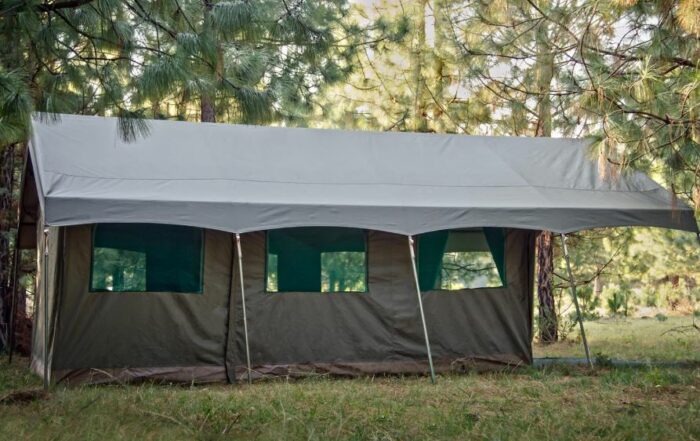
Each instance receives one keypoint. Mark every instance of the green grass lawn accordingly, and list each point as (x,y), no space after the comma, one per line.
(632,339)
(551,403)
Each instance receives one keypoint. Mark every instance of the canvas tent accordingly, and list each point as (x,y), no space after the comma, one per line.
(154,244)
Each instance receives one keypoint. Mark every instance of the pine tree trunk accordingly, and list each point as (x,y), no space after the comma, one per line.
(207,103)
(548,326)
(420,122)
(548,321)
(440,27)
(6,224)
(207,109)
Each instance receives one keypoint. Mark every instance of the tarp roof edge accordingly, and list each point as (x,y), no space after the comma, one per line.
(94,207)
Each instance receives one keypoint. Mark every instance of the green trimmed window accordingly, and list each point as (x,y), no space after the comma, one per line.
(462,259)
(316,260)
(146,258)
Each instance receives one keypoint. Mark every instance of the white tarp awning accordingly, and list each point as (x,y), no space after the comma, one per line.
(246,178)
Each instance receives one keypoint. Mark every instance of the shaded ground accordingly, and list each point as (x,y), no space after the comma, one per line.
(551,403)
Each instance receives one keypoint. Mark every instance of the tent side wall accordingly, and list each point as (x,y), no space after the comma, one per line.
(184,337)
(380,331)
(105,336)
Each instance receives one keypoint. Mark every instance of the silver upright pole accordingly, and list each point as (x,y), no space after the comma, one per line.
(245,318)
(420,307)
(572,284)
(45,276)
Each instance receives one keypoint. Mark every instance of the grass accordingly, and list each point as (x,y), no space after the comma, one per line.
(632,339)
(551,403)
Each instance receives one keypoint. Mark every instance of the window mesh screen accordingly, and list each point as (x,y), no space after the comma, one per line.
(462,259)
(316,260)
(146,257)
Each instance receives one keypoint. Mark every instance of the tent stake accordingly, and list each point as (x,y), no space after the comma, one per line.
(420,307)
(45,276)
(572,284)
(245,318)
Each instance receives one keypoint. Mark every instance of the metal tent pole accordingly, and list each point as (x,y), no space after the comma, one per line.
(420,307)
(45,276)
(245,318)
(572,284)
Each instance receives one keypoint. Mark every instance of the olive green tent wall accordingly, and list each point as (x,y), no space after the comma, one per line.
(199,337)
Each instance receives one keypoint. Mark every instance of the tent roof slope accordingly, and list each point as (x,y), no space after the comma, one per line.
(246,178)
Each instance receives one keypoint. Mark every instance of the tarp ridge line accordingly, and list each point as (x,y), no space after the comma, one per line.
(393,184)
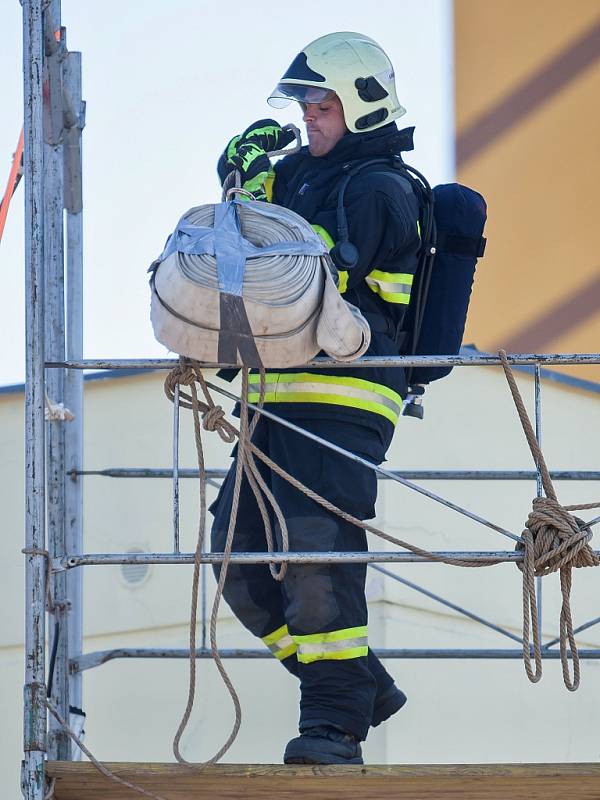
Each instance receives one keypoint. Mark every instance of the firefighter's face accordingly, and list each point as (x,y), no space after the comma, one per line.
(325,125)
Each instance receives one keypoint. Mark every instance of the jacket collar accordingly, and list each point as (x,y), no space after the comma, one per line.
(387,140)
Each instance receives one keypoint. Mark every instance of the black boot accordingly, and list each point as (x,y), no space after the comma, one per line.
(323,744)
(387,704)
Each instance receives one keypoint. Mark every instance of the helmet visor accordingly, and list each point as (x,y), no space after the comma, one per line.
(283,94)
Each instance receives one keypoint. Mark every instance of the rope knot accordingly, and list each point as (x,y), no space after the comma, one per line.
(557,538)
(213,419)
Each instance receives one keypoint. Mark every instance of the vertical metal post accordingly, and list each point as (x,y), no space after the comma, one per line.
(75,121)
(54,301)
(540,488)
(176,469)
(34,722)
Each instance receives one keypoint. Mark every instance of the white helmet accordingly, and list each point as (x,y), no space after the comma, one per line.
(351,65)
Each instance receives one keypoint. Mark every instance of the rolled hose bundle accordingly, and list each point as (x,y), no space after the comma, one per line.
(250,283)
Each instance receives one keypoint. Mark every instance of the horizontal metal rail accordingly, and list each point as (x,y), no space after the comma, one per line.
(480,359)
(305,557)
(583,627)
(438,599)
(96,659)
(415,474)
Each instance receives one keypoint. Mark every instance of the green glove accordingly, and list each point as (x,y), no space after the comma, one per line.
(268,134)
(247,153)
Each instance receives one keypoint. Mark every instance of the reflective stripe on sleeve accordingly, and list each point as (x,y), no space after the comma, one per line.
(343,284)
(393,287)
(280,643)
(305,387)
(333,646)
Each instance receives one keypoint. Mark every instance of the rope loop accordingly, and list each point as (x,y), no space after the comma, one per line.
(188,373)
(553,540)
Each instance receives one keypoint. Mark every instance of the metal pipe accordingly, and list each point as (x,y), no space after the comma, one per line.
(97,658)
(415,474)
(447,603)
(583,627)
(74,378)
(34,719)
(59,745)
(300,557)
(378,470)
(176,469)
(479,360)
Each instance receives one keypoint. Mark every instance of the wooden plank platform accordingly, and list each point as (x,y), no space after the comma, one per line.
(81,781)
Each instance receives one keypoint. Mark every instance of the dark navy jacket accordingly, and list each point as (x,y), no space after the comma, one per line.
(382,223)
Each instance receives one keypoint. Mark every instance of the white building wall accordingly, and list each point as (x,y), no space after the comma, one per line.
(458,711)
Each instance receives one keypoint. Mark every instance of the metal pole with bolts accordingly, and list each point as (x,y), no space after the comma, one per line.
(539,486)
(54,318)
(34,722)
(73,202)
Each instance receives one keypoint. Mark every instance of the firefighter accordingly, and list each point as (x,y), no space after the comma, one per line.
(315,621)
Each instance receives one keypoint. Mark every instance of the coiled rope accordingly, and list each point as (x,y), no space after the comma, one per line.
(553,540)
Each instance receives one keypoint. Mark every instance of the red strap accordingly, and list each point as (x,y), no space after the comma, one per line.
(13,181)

• **AIM OF THE TASK**
Make an exact copy of every entry above, but keep the pictures out of it.

• **EXERCISE RESPONSE**
Each instance receives one keypoint. Mark every instance of the green grass lawn accordingly, and list each point as (x,y), no space after the comma, one per line.
(632,339)
(551,403)
Each instance receives one keypoint. Mark every instance of the canvas tent accordingly, and list each point as (x,y), no space after the comma, one per line.
(154,244)
Each instance receives one keypoint. Mark every instance of the pine tree trunk accordingly, and list each point as (x,y), no space after the comma, one per line.
(207,103)
(548,326)
(420,122)
(548,321)
(440,27)
(6,224)
(207,109)
Each instance receives one keypoint. Mark every instance of the tarp roof edge accordingly, and list each point as (x,y), no space after the comma, one per line.
(94,207)
Each instance receives one keypoint. Mark every instance of the green trimmed window accordingly, and list each point as (x,y), no space after the comma, one per line.
(462,259)
(316,260)
(146,258)
Each instance receives one keypoint. Mark every instance of the white tarp awning accordingly, and list each point as (x,y), no space after the comma, one per line.
(246,178)
Each instance receives one keypoint. Mark every instance of the shaded ground accordingly, and list each point as (x,y), no space after the comma, one per line.
(551,403)
Each instance receives one keypoint. Mark every instance of the tent side wall accordingly, and list each point as (x,y), no space after the comma, one per line.
(184,337)
(380,331)
(105,336)
Each instance receives one keypoint. Mark every instance of the silver upright pole accordingly, and list each point as (x,y), no space after the comma, one per line.
(245,318)
(420,307)
(572,284)
(45,276)
Each instance receives one keypoint. Mark every instance of the grass accordingly, and list each point as (x,y), no space after the comma, one per line.
(632,339)
(551,403)
Each instance receives one keypoint. Mark every instance of the window mesh screen accordingly, and list each point as (x,y), no space after the comma, one per line.
(462,259)
(316,260)
(146,257)
Each instance receives one keypoint. Mark every instance of the tent stake accordingly, and list each point as (x,y), no space after the comma, one per line.
(420,307)
(45,276)
(572,284)
(245,318)
Each instance receives one keypoint. Mark every instance of the metal tent pole accordingly, and list each point as (x,y), no space after the comma, one per line.
(420,307)
(45,276)
(245,318)
(572,284)
Each instance receives one keypoint. Mark every instance of the olive green tent wall accordingly, and list each point as (x,y), no space after the comma, one per line.
(199,337)
Each instance receives one keypoint. Mark every instance of the tent roof slope accordingly, and list each point as (x,y), no space after the comma, one per line.
(246,178)
Each instance receives one keypoint. Mark every instance of the tarp ridge line accordingly, and list each point as (x,y), no space after the comma, one per line.
(393,184)
Each instance receives one keypoint. Mark every instance of the firefighter's face accordingly, and list each point as (x,y), no space after the comma, one per line.
(325,125)
Each instance receives one keypoint. Mark every instance of the jacket collar accordingly, and list each point as (x,y), no space after the comma, one per line.
(387,140)
Each instance receives one keypoint. Mark every instance of the black boot accordingly, and list each point as (x,y), no space after the comma, one per line.
(323,744)
(387,704)
Each instance receives one keypoint. Mark every instance of the helmet visor accordingly, and list each point as (x,y), no space after the comma, one per line.
(283,94)
Each instance receives one keypoint. Mark every instance of the rope knot accordingly, and list each point as (x,y), no space after the comma, one per line.
(557,538)
(213,419)
Each instance receives one keypoint. Mark every instance of the vertical metal post accordingly, and list each point as (x,y), no space after the comma, one per line.
(75,121)
(54,301)
(540,488)
(176,469)
(34,722)
Each instance receives one keypoint. Mark every instance of the white helmet accordingly, and list each point as (x,y), no space after the comma, one per line.
(351,65)
Each instance receives one keypoint. Mark every instance of the rolled hose bundle accordingly, and list each point as (x,y), no space after the comma, one per line.
(250,283)
Each instance receives one keypoint. Mark every instance of the horizontal metal rail accordingly, and list each point as (x,y), no space after the comma, one per line.
(480,359)
(305,557)
(583,627)
(438,599)
(96,659)
(415,474)
Each instance receives one keypoint. Mark every instance of the green glove accordingly, and list each point as (x,y), no space after the comma, one per line.
(268,134)
(247,153)
Each instance receives one keypoint. Mark every instance of the reflective stripe on sleeve accordingly, and list each point as (x,y), no space after the comma, one per line.
(343,284)
(393,287)
(280,643)
(305,387)
(333,646)
Each instance receives one keypoint. Mark every instance of the rope loop accordingly, and list each point as (x,y), no space after the comma, one per line.
(188,373)
(553,540)
Each instance receives one keypoint. Mark every instance of the metal pipe accordingly, and list each point as (x,y), no space after the comma, one per line.
(97,658)
(415,474)
(447,603)
(583,627)
(74,378)
(34,719)
(59,745)
(300,557)
(378,470)
(176,469)
(479,360)
Each instance receives one keypoint. Mark every instance of the wooden plank platform accordingly, and list each point as (x,y), no space after the comma, one per line.
(81,781)
Each instance receives one keypoint. Mark every instance of the dark navy jacket accordingly, and list each point as (x,y), no space after the comma, one per line.
(382,223)
Each instance receives one keypoint. Mark every instance of the white building wall accordingly, and list each point as (x,y), no space after the comma, one per line.
(458,711)
Each instance receives one keypoint. Mark every instance of the metal pole with bolts accordingly, and list each point as (x,y), no space after the comma, one per line.
(539,486)
(54,318)
(34,722)
(73,202)
Each instance receives one keypoint. Mark every instance of the firefighter accordingly, and list each point as (x,y), no space after the comma, one per line.
(315,621)
Each instance receives one keypoint. Mark every instance of the coiled rope accordingly, and list each point as (x,y), no space after the comma, one per line.
(553,540)
Each instance receives one keypoint. Mark every instance of the red strap accordingly, and list each point as (x,y), no space after the comma, one per line.
(13,181)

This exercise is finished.